* **Exercise details**
Rewrite the rows that begin with the line containing "Could any sky" and end with the line containing "[0,169,404,364]", changing "exposed rock face" to "bare rock face" and leaving everything else as it is.

* **Given information**

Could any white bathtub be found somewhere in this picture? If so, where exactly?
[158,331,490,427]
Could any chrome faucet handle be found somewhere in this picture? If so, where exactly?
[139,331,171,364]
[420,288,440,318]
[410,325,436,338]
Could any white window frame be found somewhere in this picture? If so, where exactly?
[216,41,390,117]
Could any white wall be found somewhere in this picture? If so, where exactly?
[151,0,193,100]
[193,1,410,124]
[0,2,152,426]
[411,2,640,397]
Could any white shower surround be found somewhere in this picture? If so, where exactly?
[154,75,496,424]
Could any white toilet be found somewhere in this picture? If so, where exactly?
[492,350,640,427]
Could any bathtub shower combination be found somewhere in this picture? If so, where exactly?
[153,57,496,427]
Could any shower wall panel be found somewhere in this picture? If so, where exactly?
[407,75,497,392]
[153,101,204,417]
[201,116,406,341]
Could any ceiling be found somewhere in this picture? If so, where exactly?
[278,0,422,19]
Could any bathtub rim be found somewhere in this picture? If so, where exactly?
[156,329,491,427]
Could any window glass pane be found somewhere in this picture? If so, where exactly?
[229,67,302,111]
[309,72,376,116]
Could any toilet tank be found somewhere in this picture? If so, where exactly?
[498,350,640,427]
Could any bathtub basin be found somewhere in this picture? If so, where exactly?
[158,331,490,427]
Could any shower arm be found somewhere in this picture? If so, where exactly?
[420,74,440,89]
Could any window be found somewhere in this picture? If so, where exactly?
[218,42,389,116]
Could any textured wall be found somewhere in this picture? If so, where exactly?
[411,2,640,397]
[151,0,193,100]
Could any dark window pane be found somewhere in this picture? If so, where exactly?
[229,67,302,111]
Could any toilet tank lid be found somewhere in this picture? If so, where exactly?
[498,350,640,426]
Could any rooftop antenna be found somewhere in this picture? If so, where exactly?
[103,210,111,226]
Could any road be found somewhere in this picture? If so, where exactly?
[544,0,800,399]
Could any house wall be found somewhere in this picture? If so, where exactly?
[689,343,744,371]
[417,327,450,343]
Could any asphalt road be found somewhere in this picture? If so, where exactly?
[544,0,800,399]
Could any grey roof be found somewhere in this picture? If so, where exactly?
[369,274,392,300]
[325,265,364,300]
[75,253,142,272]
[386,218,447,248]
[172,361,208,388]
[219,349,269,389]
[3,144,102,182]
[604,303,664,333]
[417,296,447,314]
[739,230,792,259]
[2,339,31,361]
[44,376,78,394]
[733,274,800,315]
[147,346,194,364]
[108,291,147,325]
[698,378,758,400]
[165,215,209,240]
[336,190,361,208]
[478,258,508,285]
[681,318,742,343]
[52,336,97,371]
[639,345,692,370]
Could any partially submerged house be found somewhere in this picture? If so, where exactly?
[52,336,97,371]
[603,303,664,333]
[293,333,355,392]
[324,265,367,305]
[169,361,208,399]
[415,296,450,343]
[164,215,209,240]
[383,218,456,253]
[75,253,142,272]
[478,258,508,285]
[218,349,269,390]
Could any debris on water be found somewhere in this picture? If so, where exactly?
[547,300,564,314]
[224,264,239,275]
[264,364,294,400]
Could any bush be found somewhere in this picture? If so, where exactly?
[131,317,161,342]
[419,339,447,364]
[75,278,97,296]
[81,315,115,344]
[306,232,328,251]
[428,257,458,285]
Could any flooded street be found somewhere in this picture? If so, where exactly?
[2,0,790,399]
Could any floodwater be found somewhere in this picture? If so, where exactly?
* * *
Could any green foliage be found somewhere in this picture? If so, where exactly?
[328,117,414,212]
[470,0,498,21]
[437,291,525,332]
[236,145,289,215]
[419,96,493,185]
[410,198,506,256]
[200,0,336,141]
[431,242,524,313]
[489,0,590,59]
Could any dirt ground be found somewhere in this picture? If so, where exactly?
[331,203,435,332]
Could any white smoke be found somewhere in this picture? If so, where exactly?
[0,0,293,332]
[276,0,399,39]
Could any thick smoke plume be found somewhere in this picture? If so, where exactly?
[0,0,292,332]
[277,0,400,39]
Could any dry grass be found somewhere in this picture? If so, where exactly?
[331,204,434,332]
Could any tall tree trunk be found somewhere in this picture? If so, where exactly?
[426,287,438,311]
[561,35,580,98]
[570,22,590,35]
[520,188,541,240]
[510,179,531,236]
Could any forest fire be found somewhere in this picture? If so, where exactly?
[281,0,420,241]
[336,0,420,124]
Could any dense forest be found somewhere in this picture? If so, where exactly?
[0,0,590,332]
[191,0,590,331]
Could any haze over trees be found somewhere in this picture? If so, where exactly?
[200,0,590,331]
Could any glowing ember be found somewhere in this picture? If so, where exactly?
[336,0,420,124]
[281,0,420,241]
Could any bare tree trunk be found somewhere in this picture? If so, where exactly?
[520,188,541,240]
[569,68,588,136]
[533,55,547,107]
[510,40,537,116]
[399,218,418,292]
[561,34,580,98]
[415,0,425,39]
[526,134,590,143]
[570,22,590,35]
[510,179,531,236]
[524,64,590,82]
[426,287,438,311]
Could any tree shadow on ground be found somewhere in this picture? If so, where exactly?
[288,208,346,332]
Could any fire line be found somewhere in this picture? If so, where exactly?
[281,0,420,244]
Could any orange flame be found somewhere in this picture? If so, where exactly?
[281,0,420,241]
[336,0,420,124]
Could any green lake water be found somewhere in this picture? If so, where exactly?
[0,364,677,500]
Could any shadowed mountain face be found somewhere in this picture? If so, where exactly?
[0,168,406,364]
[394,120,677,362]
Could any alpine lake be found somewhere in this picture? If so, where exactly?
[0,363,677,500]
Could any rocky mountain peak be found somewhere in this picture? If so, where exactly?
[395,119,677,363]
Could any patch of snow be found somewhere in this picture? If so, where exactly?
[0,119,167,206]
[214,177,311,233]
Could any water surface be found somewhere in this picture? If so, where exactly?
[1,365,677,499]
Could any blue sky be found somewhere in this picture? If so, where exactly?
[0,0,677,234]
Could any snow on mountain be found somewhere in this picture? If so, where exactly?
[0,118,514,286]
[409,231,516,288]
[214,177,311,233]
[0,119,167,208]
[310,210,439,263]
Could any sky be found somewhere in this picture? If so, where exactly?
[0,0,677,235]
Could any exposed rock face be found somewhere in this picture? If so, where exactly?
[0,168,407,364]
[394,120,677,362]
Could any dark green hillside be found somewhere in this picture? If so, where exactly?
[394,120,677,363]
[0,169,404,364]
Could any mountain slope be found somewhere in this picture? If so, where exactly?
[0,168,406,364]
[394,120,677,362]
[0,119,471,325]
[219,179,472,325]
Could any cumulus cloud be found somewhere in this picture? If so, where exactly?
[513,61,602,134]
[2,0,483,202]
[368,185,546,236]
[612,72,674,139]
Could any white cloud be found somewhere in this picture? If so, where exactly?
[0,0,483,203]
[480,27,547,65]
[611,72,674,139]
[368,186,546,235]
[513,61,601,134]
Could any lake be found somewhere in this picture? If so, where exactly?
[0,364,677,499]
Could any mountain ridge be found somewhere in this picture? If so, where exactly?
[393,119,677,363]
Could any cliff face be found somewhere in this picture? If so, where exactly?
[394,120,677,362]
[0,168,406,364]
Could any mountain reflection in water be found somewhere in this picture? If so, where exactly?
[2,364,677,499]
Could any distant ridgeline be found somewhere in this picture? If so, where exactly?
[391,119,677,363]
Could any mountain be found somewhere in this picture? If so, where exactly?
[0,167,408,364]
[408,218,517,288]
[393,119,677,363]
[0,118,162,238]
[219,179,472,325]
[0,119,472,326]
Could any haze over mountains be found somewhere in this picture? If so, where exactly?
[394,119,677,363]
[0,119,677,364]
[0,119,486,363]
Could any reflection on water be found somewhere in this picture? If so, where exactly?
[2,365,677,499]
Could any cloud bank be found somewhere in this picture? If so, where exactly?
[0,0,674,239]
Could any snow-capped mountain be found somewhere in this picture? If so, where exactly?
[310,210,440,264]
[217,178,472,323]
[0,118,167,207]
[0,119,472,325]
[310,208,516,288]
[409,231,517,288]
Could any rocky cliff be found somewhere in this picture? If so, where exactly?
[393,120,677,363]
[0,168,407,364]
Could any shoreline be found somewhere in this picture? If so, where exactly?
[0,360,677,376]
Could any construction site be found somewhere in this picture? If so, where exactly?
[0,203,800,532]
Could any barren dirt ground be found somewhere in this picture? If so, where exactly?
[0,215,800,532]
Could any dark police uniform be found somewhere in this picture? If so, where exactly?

* **Task output**
Could any sky be found somewhere in this picture? If so, where exactly?
[0,0,677,235]
Could any bare rock face be found somewhere in this picture? If so, where exactly?
[0,168,407,364]
[394,120,677,362]
Could any dark green hillside be found somewhere in this picture? If so, where exactly?
[394,120,677,363]
[0,169,404,364]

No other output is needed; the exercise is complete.